## Information supplied

'''

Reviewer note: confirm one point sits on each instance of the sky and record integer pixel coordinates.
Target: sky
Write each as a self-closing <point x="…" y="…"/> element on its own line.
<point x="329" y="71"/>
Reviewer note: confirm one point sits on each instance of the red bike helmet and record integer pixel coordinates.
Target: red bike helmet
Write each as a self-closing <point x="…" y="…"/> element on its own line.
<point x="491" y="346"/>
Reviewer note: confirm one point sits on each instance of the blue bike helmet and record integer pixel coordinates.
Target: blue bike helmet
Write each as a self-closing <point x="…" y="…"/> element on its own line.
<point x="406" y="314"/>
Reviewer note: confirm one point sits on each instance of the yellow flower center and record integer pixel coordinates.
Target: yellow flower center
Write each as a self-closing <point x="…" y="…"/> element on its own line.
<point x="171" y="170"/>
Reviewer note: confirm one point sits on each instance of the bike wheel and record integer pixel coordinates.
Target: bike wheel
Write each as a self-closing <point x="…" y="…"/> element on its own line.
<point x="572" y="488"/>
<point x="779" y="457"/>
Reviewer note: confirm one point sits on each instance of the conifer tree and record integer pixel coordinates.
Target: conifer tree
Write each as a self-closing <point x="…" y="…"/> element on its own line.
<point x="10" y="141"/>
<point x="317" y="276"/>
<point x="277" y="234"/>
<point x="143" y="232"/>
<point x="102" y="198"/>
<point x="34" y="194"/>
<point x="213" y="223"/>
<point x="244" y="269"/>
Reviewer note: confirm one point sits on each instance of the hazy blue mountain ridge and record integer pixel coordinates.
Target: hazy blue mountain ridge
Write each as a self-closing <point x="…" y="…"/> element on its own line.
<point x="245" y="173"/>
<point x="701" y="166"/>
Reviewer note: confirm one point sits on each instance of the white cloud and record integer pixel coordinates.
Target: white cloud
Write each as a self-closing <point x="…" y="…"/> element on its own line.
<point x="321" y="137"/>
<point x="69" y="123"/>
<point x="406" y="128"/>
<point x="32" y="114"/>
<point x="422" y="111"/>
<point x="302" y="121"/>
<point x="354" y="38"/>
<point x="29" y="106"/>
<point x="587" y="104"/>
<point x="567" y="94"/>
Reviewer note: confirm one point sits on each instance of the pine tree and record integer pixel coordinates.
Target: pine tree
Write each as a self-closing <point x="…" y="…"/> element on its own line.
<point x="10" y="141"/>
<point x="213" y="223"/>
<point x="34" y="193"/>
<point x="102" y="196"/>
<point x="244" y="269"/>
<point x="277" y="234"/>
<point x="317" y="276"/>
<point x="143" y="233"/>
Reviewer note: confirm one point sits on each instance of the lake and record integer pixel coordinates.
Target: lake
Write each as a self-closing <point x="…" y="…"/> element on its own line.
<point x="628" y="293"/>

'''
'''

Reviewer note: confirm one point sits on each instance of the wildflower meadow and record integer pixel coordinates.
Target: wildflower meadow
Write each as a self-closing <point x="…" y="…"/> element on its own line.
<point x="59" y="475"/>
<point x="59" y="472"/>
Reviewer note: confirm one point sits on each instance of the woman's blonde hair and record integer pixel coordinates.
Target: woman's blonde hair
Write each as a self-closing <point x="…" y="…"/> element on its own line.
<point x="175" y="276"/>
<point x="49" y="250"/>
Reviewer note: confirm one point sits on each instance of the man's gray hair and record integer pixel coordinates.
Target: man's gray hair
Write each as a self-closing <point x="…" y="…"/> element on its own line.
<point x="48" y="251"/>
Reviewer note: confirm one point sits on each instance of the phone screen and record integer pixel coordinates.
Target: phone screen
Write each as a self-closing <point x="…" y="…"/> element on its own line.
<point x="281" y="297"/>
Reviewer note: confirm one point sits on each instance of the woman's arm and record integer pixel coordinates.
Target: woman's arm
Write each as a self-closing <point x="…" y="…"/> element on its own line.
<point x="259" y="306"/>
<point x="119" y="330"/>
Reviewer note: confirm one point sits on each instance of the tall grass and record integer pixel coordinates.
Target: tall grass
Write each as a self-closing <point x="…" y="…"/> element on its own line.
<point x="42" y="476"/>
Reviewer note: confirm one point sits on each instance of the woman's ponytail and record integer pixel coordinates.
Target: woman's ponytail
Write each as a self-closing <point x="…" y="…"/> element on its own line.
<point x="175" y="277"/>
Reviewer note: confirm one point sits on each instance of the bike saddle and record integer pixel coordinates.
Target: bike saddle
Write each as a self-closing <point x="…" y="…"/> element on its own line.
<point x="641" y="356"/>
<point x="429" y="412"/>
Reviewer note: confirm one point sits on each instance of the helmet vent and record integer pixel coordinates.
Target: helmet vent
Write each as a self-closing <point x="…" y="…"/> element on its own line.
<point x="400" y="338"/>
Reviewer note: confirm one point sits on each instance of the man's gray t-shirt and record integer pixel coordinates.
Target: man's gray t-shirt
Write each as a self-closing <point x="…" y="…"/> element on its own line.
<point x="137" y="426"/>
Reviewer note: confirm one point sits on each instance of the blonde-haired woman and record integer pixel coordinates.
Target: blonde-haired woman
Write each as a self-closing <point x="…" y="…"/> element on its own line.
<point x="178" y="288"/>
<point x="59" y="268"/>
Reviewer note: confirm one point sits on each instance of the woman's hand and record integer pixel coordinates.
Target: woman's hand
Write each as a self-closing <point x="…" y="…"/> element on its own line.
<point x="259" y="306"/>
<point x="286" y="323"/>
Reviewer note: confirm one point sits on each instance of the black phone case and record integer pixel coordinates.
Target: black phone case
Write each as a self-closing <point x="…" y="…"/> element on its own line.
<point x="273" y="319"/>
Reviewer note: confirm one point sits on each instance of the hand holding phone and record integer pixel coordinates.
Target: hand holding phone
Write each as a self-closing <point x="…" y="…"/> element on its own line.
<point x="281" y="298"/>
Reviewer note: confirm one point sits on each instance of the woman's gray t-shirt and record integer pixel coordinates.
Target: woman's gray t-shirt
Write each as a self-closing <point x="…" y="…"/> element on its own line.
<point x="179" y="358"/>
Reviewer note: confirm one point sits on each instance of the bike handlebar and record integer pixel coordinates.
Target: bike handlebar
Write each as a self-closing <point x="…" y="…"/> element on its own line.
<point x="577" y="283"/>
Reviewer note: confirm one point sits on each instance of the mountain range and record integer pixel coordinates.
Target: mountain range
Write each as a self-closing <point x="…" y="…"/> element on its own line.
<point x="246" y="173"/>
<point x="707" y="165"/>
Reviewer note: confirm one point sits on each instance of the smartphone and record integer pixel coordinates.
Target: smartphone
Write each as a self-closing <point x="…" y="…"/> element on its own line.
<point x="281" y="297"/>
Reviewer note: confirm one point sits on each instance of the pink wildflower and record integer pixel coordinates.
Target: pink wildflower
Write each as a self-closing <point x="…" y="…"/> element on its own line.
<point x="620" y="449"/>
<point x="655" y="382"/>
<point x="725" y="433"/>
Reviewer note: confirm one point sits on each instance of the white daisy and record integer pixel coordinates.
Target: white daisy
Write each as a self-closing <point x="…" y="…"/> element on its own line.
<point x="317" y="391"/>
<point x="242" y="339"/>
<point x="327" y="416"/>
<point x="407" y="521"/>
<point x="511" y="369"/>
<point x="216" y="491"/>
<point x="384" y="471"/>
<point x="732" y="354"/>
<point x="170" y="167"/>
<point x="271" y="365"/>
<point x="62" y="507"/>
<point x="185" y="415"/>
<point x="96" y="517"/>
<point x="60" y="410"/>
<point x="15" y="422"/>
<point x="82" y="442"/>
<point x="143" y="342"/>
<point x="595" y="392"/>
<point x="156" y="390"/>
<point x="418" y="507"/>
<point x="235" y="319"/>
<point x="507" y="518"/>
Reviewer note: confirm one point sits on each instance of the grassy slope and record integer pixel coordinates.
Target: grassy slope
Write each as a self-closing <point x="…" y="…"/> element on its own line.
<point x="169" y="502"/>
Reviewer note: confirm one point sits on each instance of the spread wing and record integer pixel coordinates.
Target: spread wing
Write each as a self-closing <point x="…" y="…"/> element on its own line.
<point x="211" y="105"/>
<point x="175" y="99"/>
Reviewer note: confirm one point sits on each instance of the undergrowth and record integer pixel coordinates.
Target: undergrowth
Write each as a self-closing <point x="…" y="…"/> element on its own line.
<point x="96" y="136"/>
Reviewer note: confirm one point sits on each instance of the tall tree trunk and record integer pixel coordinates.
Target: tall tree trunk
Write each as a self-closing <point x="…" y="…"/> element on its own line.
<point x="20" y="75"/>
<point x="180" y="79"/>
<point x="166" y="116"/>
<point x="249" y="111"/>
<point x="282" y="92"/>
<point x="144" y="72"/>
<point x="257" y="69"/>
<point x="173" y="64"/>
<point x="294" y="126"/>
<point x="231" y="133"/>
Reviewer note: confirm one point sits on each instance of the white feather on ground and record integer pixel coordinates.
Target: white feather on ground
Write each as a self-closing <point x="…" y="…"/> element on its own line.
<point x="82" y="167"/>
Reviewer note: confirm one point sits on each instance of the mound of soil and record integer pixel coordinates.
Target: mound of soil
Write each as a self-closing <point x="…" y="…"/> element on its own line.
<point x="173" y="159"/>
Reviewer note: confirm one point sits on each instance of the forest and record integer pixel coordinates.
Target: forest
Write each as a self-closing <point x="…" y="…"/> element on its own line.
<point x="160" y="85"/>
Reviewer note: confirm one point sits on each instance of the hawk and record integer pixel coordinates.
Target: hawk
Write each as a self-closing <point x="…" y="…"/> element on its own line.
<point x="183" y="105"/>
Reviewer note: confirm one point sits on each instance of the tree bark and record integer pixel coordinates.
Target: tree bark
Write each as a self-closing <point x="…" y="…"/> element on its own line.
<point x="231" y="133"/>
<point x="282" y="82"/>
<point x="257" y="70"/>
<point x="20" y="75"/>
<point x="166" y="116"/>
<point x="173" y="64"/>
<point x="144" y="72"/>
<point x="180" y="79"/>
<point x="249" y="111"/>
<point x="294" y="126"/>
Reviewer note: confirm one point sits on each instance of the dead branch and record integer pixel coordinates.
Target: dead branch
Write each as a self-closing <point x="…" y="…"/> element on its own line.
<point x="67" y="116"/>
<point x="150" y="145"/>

'''

## What needs to be done
List every line of the entries above that contains the string "haired", copying each line in full.

## Answer in full
Reviewer note: confirm one point sits on each instance of the blonde-haired woman and record integer pixel coordinates.
Target: blonde-haired woman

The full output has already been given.